++++ EXTRACTED MATERIAL
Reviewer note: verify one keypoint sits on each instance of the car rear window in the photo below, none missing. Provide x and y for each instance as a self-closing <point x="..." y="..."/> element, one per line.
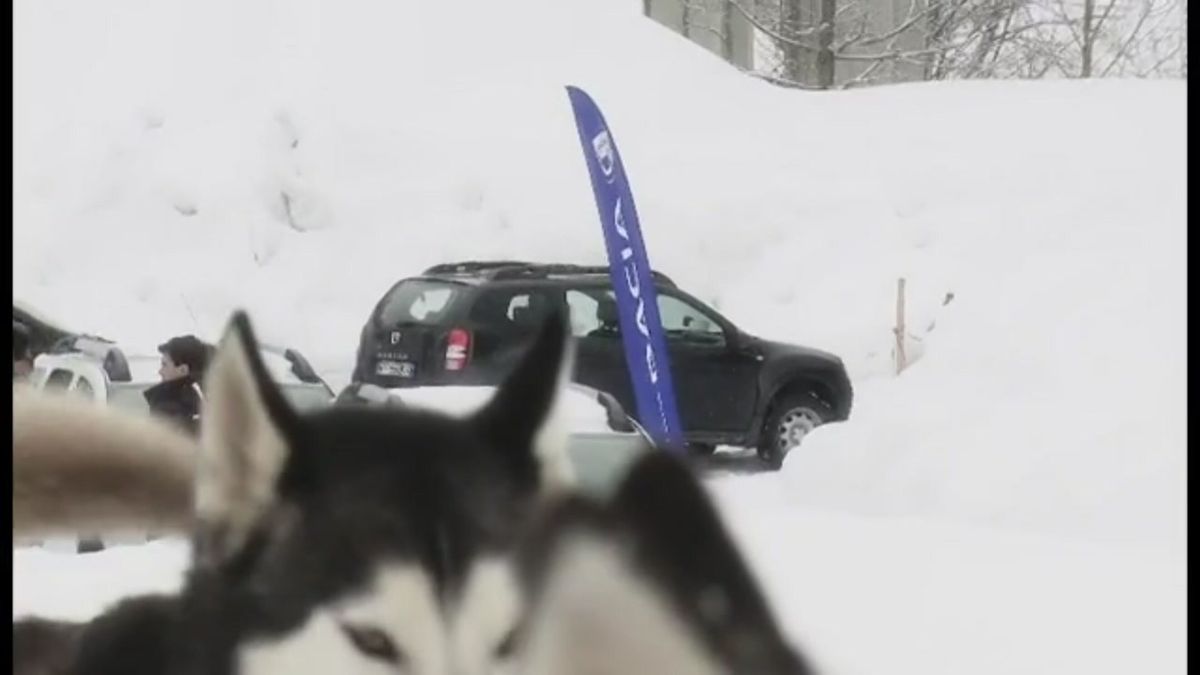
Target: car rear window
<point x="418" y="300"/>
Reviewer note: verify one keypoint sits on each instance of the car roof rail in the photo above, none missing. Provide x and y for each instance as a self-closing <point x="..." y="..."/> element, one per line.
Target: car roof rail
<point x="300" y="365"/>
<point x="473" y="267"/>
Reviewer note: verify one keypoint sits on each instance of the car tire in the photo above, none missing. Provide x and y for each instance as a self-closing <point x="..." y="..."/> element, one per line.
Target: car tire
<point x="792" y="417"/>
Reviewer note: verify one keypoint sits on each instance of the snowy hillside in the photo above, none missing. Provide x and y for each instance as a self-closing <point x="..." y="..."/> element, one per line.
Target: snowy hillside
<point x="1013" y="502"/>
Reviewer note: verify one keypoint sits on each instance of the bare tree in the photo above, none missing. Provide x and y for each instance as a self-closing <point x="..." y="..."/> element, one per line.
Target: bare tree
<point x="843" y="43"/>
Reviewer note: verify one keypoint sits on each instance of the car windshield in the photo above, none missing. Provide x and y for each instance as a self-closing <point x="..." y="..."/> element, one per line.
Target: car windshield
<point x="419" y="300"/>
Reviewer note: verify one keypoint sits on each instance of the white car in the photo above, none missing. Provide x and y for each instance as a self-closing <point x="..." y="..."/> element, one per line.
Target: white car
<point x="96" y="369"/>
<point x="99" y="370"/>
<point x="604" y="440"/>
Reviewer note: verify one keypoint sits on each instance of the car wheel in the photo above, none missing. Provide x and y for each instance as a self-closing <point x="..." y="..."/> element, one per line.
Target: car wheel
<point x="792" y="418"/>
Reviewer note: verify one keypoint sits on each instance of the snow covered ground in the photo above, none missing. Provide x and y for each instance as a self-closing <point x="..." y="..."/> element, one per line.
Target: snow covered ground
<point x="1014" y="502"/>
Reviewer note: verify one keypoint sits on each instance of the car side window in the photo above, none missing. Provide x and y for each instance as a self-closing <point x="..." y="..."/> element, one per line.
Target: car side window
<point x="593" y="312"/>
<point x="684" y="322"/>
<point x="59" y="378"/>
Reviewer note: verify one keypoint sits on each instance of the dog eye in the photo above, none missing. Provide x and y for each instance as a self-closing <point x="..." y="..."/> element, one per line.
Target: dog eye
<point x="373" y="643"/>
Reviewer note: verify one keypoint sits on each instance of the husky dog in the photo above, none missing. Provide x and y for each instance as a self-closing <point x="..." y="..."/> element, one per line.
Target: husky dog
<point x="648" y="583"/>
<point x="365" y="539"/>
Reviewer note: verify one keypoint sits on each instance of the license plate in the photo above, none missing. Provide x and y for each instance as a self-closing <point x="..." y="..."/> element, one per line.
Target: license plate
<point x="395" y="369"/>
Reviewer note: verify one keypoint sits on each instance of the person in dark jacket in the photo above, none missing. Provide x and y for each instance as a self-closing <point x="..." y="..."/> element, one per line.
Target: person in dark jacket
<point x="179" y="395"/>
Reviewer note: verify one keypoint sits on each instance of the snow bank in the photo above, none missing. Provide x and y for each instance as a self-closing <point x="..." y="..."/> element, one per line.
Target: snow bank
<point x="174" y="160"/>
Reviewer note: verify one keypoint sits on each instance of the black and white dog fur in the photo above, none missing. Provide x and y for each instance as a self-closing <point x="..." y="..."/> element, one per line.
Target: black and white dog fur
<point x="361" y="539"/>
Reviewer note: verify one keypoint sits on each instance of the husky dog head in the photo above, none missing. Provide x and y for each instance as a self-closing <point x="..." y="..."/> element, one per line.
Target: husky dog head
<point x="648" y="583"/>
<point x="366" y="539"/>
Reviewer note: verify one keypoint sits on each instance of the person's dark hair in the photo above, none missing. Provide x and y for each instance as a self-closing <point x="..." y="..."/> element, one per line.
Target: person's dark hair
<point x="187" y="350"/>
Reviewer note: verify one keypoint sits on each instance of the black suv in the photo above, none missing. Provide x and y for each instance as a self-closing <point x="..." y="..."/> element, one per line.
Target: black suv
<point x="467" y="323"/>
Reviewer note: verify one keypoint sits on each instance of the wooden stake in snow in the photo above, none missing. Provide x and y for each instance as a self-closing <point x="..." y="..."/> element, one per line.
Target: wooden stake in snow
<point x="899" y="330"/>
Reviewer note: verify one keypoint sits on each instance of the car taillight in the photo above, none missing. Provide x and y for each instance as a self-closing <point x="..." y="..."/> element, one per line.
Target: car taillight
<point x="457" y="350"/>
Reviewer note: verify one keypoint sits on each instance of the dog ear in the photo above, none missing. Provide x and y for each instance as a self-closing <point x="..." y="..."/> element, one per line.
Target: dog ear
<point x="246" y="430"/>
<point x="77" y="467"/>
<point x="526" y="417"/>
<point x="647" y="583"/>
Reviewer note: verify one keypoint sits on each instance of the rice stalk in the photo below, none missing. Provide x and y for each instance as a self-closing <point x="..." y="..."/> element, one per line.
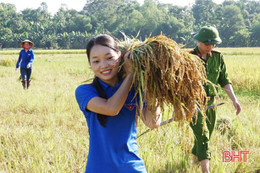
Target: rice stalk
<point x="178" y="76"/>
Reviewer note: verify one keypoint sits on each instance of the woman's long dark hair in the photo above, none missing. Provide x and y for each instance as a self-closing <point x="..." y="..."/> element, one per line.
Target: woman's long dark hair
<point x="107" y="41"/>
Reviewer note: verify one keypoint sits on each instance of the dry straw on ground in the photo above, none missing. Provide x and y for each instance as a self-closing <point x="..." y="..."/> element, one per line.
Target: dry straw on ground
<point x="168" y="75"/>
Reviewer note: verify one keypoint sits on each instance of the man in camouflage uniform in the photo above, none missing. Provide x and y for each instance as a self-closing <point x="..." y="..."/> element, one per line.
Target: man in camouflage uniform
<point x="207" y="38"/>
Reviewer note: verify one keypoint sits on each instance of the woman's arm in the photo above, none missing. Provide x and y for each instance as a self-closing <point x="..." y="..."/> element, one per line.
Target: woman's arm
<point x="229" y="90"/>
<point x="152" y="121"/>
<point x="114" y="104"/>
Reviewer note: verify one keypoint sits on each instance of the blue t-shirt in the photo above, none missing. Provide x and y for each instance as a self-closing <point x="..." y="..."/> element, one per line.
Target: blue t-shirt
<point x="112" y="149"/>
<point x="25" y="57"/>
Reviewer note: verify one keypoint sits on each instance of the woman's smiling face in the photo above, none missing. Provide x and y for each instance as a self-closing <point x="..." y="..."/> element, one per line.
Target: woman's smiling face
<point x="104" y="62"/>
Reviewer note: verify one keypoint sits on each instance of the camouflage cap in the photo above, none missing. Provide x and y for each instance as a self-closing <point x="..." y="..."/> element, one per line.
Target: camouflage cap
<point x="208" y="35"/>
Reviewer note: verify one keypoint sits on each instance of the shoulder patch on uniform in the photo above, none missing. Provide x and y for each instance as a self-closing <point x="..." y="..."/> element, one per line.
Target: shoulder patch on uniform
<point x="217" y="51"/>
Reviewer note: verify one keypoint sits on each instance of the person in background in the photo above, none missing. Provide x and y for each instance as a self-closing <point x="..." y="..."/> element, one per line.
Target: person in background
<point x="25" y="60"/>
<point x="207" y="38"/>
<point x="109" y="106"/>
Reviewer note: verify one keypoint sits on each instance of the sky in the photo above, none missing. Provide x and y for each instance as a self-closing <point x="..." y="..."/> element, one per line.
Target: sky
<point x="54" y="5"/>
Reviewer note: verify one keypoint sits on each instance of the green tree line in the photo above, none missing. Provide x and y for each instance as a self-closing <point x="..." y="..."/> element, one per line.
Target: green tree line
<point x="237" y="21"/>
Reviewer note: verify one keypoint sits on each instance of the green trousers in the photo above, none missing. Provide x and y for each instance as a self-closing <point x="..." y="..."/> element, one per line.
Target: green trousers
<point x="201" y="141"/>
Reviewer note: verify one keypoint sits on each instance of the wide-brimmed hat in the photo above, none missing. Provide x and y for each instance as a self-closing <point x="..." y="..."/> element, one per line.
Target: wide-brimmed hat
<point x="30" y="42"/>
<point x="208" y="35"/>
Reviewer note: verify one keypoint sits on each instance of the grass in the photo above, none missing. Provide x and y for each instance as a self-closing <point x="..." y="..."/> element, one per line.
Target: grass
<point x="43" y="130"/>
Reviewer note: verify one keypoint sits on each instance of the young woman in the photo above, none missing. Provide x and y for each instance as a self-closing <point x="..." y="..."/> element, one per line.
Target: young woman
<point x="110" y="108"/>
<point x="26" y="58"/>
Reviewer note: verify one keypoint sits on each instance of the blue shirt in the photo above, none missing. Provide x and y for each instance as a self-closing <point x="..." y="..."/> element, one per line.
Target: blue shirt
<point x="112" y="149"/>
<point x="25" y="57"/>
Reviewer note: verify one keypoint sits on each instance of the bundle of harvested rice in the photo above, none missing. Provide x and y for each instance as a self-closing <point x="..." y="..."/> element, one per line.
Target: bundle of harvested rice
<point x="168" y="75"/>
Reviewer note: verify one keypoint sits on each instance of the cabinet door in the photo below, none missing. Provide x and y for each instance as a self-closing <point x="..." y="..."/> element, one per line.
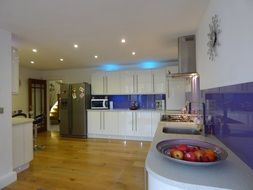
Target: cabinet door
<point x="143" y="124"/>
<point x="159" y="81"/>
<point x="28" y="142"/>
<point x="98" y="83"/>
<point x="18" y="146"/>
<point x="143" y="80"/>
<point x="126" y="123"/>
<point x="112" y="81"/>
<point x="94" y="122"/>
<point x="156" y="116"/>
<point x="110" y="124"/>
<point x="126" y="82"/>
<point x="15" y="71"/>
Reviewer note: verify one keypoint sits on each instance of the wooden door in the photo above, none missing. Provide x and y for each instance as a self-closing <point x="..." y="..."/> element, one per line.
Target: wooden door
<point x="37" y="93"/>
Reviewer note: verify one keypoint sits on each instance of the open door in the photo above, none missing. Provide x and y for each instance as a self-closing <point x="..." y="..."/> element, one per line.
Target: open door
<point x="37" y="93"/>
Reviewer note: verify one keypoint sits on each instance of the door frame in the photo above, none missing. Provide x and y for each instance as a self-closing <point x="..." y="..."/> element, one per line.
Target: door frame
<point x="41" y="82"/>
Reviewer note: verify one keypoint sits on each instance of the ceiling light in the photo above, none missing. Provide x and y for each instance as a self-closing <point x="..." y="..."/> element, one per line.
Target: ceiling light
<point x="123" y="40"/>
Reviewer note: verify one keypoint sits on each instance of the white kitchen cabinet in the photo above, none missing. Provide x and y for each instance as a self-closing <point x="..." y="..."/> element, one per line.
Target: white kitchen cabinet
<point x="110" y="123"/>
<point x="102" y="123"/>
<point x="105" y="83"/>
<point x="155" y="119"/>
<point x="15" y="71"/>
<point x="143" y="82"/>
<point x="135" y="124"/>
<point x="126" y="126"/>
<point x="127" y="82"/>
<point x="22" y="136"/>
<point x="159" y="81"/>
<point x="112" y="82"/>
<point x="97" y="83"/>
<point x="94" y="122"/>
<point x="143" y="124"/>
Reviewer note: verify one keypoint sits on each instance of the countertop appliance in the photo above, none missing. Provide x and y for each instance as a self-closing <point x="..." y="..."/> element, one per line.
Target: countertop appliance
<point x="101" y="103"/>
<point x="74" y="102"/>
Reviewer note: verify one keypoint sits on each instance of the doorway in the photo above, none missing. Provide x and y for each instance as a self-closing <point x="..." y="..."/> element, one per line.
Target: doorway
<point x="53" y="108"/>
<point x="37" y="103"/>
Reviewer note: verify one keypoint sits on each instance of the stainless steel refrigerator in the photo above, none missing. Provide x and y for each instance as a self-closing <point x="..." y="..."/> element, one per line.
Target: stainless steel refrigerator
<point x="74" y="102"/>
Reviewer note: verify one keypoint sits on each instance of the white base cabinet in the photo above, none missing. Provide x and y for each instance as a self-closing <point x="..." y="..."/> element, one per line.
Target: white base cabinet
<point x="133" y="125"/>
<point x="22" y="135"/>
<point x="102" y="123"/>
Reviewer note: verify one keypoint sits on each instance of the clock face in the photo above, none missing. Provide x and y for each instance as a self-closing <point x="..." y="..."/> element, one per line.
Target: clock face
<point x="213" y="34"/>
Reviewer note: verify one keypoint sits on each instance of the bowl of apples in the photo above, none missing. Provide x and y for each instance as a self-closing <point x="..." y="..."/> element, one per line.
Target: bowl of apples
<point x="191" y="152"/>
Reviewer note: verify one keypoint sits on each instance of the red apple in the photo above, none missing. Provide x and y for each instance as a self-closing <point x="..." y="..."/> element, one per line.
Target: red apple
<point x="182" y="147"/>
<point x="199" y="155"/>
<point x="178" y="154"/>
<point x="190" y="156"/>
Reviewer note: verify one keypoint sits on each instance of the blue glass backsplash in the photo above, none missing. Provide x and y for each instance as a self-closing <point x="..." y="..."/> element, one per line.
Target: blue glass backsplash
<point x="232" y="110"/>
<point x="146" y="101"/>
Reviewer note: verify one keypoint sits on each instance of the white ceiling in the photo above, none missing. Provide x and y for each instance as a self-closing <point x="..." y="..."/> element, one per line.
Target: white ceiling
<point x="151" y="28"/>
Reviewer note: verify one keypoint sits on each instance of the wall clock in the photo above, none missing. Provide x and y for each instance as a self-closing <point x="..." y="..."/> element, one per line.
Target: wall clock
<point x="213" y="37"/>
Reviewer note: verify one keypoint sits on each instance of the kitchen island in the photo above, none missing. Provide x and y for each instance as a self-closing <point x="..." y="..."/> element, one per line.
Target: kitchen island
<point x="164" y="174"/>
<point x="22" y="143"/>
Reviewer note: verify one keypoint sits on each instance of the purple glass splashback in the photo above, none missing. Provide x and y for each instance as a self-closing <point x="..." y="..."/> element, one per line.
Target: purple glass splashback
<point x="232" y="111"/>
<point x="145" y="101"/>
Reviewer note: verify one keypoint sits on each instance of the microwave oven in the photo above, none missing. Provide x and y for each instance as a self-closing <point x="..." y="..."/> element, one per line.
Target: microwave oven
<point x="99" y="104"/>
++++++++
— WHAT NEEDS TO BE DONE —
Your output consists solely of the lines from the one with "the white ceiling" through the last line, copied exactly.

— RESULT —
Reviewer note: verify one keypoint sits on each instance of the white ceiling in the photo above, none missing. Provide x and y for each instance as a self-closing <point x="..." y="..."/> element, one per line.
Target: white ceiling
<point x="151" y="28"/>
Reviewer note: verify one keypoint sits on each instance of the wall clock in the photo above, none missing. Provide x and y for each instance as a self-closing <point x="..." y="..."/> element, one per line.
Target: wall clock
<point x="213" y="37"/>
Reviewer note: verify one keypoint sits on each instance of the kitchen island in the photo above, none missing. Provide x and y for each instance as a self-closing <point x="..." y="..."/> element, one per line.
Target: kitchen island
<point x="164" y="174"/>
<point x="22" y="143"/>
Reviewer note: verify one keypoint sits on each instance of the purple glass splashback in the photo above, none missing. Provide x and y for each instance as a self-closing <point x="..." y="..."/> element, one per line.
Target: purple glass splashback
<point x="232" y="111"/>
<point x="145" y="101"/>
Reviewer note: verify one keypoint sits on each instance of the microwave oven in the photo above, none missing. Provide x and y for each instance as a self-closing <point x="..." y="..."/> element, one per line.
Target: microwave oven
<point x="99" y="104"/>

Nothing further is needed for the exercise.